Please arrange the data below as a two-column CSV with the header instruction,boxes, giving one row for each line that begins with "mark". Put that line in the first column and all the bracketed coordinates that follow it in the second, with each field in double quotes and any line breaks replaced by spaces.

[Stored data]
----------------------------------------

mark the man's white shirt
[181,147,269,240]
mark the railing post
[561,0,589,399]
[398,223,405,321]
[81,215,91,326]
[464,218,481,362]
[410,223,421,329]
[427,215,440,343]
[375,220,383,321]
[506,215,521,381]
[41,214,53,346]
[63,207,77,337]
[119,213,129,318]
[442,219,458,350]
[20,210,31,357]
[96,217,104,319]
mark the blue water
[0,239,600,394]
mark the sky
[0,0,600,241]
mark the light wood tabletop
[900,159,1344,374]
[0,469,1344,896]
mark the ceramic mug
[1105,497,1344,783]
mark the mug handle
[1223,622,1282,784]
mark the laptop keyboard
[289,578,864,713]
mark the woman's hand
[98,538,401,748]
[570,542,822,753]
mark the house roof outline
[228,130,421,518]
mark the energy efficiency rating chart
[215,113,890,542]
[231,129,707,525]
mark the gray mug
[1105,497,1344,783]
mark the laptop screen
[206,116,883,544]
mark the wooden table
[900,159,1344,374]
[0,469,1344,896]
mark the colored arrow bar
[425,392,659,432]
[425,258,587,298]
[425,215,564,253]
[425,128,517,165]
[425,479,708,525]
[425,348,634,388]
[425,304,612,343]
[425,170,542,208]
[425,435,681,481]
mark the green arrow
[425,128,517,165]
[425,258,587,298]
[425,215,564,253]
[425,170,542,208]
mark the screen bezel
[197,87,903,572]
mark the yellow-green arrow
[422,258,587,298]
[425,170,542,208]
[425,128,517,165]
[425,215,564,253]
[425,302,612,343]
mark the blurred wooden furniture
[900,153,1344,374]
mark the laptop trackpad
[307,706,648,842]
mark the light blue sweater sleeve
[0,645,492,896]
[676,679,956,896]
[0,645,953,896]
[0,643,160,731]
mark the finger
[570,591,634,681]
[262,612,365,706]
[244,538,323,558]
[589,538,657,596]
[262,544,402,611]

----------------------------------------

**SOLUTION TO THE PROBLEM:**
instruction,boxes
"mark the man's white shirt","[181,147,269,240]"
"mark the railing post","[561,0,589,399] [398,223,405,321] [81,215,91,326] [464,218,481,362] [410,223,421,329] [427,215,440,343] [375,220,383,321] [506,215,521,381] [41,214,53,346] [63,207,77,337] [119,213,129,318] [442,219,458,350] [20,210,31,357] [96,217,104,319]"
"mark the blue water","[0,239,600,394]"
"mark the sky","[0,0,600,241]"
"mark the light wood tabletop","[900,159,1344,374] [0,469,1344,896]"
"mark the ceramic mug","[1105,497,1344,783]"
"mark the mug handle","[1223,622,1282,784]"
"mark the laptop keyboard","[289,578,864,713]"
"mark the woman's hand","[98,538,401,748] [570,542,822,753]"
"mark the house roof outline","[228,130,421,518]"
"mark the energy efficiency rating chart","[215,113,890,542] [231,129,707,525]"
"mark the gray mug","[1105,497,1344,783]"
"mark the laptop screen","[206,116,883,544]"
"mark the wooden table","[900,159,1344,374] [0,469,1344,896]"
"mark the colored arrow bar","[425,392,659,432] [425,258,587,298] [425,215,564,253] [425,128,517,165] [425,479,708,525] [425,348,634,388] [425,304,612,343] [425,170,542,208] [425,435,681,481]"
"mark the green arrow","[425,128,517,165] [425,258,587,298] [425,215,564,253] [425,170,542,208]"
"mark the screen bezel","[197,87,903,572]"
"mark the yellow-green arrow","[422,258,587,298] [425,170,542,208] [425,128,517,165] [425,215,564,253] [425,302,612,343]"
"mark the blurred wooden furniture","[900,153,1344,374]"
"mark the laptop trackpad","[307,706,648,842]"
"mark the light blue sweater sleeve","[0,645,492,896] [676,679,956,896] [0,645,953,896] [0,643,160,731]"
"mark the finger","[570,591,634,681] [262,612,365,706] [244,538,323,558] [589,538,657,596] [262,544,402,611]"